Wie verwundbar sind Computertechnologie, Netzwerke und Internetverbindungen? Fast täglich hören wir in Medien von Online-Diebstählen, Einbrüchen, Missbrauch und Manipulationen. Wir hören von Spam-Mails mit Werbung für pornografische Websites, und dass mit gestohlenen Kreditkarten Finanzbetrug durchgeführt wird. Zudem dringt das sogenannte „Dark Net“ u.a. in Verbindung mit dem globalen Terrorismus und der Propaganda der politischen Extremisten in unser Bewußtsein ein.
Richard Power [1] stellt fest: „Obwohl sich die Geschäftswelt auf eine vollständige Online-Präsenz zubewegt, stecken wir immer noch unsere Köpfe in den Sand und hoffen, dass das, was wir nicht sehen, uns auch keinen Schaden zufügen wird.“
Das tatsächliche Ausmaß der Computerkriminalität kennt niemand. Die meisten Organisationen weigern sich immer noch, den Ermittlungsbehörden Informationen über Computerkriminalität zugänglich zu machen. Und auf jeden erkannten Fall von Systemeinbruch oder unberechtigter Nutzung kommen wahrscheinlich mindestens zehn unerkannte Fälle.
Richard Power verdeutlicht in seinem Buch u.a. den Begriff „informationstechnologische Kriegsführung“ folgendermaßen:
Der Begriff informationstechnologische Kriegsführung wurde von verschiedenen Leuten in unterschiedlicher Weise und mit unterschiedlichen Motiven benutzt, so Martin Libicki von der National Defense University.
„Die informationstechnologische Kriegsführung fassen zu wollen, ist wie in der Geschichte, in der die blinden Männer das Wesen eines Elefanten ergründen wollten: Der, der das Bein des Elefanten berührt hatte, nannte ihn einen Baum, der, der seinen Schwanz angefasst hatte, nannte ihn ein Seil und so weiter. Ist eine gute Definition überhaupt möglich? Spielt es eine Rolle, ob man eine hat? Vielleicht gibt es gar keine Elefanten, sondern nur Bäume und Seile, die so tun als ob. Ein Einzelaspekt der informationstechnologischen Kriegsführung, der vielleicht von einem einzigen Kundenkreis hervorgehoben wird, schlüpft in die Rolle des gesamten Konzepts, was seine Wichtigkeit ungeheuer aufbläht.“
So wussten z.B. die Militär- und Geheimdienstexperten, die die Gesamtheit der Konzepte definierten, die unter den Begriff informationstechnologische Kriegsführung fielen, klar und deutlich, was sie darunter verstanden. Im Militärjargon versteht man unter IW so etwas wie Command and Control Warfare (C2W), elektronische Kriegsführung (EW), psychologische Operationen (PsyOps) usw.

(Einträge zum Auffinden benannter Dinge)

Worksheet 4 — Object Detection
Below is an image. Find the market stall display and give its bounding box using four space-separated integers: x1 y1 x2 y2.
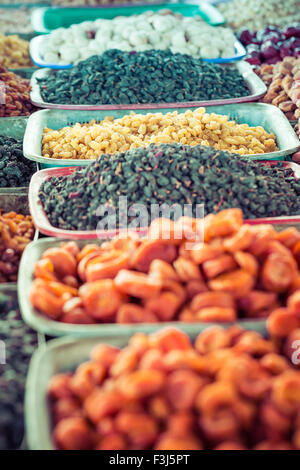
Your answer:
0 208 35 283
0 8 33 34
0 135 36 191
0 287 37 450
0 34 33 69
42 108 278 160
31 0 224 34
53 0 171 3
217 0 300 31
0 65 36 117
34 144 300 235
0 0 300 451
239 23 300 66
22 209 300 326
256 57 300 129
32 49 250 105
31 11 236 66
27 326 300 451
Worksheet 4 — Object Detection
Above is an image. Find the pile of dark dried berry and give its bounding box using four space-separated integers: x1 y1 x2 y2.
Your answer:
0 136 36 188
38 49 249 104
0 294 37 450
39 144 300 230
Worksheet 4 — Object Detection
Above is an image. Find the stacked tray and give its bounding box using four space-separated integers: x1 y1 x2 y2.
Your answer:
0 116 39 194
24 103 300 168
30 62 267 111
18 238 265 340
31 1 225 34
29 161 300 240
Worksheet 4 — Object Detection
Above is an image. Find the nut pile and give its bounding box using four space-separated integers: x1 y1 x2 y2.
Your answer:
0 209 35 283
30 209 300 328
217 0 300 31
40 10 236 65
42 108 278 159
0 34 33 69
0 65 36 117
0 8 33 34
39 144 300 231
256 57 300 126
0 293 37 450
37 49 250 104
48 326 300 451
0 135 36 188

==

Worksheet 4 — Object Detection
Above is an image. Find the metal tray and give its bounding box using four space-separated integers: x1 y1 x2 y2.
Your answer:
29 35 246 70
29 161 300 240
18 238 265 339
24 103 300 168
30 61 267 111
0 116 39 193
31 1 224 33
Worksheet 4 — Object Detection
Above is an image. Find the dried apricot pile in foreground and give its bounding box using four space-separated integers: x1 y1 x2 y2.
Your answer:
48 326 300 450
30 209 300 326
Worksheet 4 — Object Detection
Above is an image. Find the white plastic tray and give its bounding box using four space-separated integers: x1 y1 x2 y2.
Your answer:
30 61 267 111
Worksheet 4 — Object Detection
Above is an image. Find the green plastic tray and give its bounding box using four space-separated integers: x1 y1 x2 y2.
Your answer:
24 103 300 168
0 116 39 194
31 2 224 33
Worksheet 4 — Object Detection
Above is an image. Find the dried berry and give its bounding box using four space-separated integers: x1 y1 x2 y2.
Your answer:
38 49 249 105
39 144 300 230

Ziel: Wie viele unerkannte Fälle kommen laut dem Text über Computerkriminalität wahrscheinlich auf jeden erkannten Fall von Systemeinbruch oder unberechtigter Nutzung? Die Einträge stammen aus einer anderen Quelle als der Text.

Antwort zur Aufgabe: Mindestens zehn.